BEGIN ENTRIES SHOWN

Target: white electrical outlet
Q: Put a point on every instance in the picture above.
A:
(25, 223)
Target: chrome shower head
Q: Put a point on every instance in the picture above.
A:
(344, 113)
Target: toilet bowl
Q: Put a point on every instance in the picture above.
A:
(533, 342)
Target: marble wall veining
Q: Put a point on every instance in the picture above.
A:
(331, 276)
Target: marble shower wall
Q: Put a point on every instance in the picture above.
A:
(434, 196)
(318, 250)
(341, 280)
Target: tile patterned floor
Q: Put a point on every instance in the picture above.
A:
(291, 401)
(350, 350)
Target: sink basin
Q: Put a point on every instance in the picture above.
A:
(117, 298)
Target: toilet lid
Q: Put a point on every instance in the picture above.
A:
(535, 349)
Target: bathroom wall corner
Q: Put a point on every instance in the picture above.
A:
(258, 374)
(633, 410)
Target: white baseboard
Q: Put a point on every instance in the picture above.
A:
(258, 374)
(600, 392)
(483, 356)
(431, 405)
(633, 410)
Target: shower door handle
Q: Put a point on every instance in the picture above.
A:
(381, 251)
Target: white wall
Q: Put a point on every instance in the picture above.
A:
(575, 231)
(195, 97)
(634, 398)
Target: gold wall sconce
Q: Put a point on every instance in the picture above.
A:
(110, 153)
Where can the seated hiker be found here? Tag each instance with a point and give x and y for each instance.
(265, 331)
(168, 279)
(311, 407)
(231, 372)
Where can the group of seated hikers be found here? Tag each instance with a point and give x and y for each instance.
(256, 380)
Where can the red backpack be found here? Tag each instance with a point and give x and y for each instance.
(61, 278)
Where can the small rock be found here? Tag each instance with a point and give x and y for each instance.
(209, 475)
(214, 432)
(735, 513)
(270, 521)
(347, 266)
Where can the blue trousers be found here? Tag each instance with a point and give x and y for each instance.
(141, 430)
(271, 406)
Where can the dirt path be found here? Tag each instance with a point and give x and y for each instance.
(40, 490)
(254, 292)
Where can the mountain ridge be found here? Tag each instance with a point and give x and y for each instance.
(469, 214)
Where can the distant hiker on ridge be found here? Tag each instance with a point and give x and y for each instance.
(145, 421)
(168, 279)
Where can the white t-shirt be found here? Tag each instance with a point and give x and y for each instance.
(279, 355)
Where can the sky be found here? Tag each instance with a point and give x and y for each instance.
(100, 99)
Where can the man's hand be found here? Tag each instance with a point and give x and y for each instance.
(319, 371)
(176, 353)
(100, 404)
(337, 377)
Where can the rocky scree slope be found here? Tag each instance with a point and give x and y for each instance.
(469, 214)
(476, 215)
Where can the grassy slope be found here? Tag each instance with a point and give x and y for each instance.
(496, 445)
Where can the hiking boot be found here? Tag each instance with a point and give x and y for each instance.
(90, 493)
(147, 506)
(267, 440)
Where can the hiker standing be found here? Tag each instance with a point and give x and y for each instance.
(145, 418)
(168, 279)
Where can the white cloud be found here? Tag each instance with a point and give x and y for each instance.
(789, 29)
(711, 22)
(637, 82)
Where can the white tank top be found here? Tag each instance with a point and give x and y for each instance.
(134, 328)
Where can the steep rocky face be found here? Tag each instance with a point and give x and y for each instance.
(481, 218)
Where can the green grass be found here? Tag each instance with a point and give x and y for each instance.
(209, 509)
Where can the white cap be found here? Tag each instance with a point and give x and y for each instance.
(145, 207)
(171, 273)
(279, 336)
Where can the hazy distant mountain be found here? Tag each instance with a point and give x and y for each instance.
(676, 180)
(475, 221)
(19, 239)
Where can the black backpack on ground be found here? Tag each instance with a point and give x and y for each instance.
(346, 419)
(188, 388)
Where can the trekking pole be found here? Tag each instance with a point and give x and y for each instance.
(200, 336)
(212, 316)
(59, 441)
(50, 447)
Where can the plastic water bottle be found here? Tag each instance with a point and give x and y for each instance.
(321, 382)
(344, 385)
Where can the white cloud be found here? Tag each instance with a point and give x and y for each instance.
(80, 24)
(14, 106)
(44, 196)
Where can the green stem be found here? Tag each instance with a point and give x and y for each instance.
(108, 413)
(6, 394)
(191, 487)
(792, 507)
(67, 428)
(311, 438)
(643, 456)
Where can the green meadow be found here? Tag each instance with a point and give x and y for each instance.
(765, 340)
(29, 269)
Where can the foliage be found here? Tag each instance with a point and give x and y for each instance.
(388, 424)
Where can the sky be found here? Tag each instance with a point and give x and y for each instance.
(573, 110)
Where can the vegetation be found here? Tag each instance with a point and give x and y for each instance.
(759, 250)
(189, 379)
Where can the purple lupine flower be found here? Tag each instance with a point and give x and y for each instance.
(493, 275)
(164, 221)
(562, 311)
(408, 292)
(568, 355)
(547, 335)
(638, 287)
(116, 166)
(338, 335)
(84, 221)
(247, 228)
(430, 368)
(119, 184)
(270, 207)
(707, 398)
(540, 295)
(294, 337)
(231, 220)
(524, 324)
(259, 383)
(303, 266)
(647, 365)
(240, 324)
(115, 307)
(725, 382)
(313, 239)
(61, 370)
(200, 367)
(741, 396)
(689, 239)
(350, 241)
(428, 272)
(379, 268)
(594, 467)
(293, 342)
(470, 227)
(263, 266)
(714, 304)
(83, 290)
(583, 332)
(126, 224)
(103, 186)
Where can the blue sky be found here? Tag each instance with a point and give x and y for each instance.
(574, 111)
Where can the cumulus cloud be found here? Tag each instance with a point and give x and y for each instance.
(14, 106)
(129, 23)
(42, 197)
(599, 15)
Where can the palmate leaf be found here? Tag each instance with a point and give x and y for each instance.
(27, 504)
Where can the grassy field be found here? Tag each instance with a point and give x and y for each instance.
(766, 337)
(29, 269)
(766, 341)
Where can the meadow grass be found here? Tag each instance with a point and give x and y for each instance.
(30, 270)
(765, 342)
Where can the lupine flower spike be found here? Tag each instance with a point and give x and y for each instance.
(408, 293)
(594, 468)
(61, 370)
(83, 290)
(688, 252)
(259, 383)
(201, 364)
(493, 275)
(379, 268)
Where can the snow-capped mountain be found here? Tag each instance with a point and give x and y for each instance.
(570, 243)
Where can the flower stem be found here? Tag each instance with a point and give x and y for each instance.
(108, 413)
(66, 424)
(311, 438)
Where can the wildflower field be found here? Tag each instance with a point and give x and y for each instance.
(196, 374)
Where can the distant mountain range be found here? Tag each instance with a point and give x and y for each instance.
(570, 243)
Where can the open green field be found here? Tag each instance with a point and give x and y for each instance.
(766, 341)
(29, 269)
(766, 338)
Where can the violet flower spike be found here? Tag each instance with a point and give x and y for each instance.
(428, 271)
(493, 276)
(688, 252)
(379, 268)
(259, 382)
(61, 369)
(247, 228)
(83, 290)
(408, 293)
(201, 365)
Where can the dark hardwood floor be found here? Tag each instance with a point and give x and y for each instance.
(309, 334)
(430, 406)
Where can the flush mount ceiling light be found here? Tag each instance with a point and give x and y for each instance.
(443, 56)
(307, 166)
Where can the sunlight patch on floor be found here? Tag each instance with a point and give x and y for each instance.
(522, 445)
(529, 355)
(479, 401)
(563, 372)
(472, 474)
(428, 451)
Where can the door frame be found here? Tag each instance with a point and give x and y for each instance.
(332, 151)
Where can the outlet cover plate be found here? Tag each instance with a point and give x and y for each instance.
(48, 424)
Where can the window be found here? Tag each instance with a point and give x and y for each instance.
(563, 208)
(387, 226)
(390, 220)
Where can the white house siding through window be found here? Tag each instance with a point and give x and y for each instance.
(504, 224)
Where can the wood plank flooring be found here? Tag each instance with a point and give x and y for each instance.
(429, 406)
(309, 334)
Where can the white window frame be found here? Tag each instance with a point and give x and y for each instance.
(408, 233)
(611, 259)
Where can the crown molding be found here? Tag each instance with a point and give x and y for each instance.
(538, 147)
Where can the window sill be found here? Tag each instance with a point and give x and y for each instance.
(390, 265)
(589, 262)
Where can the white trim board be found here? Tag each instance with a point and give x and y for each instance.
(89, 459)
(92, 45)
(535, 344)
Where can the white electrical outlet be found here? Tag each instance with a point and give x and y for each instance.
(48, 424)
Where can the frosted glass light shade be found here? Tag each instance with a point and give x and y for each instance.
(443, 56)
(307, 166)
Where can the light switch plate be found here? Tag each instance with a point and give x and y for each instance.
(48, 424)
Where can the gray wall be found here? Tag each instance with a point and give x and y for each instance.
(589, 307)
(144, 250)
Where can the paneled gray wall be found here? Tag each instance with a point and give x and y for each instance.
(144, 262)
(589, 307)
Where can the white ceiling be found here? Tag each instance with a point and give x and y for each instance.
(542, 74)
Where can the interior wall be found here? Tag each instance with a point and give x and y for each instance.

END ENTRIES SHOWN

Copy exactly the stretch of data above from the line with "Target: tile patterned floor" through the line with "Target: shower door handle", and omit all other lines.

Target: tile patterned floor
Q: Put a point on every instance in the picture above.
A:
(291, 401)
(350, 350)
Target: sink basin
Q: Put a point on every instance in the picture above.
A:
(117, 298)
Target: toilet lid
Q: Put a point on every instance in the picture above.
A:
(535, 349)
Target: bathroom wall corner
Q: Put a point on every instance in the picture above.
A:
(258, 374)
(633, 410)
Target: white baseboard
Q: Put a point on every instance in the picture above.
A:
(258, 374)
(600, 392)
(483, 356)
(431, 405)
(633, 410)
Target: shower door handle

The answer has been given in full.